Extract each line of the data below exactly as written.
== == ==
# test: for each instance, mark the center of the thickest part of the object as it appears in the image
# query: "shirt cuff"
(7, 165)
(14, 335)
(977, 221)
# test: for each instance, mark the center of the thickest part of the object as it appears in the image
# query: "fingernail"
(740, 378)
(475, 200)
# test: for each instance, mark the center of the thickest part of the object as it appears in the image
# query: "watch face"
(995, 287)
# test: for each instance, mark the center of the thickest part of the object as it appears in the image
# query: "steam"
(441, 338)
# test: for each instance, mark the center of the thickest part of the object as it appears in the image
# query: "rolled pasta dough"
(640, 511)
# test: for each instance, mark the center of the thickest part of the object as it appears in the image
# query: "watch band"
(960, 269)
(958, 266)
== == ==
# Exercise output
# test: for each instance, mark the center of the thickest part of the object as it appears in the image
# query: "shirt cuff"
(7, 165)
(14, 335)
(977, 221)
# test: for each instance, mark the center of the thickest part of the object as it appears in the image
# query: "fingernail"
(740, 378)
(475, 200)
# test: for each instance, mark the center of the thickest part of the object as it appears in the image
# query: "watch face"
(995, 287)
# test: for each instance, mark the center of the thickest part of the object as it appears in the image
# query: "steam"
(441, 338)
# test: for each instance, mark the center of the thickest part of the object as it appears in the image
# query: "rolled pasta dough"
(640, 511)
# test: for each instance, mark the center of the thickest part of the object as it appears in the image
# query: "watch band"
(960, 269)
(958, 266)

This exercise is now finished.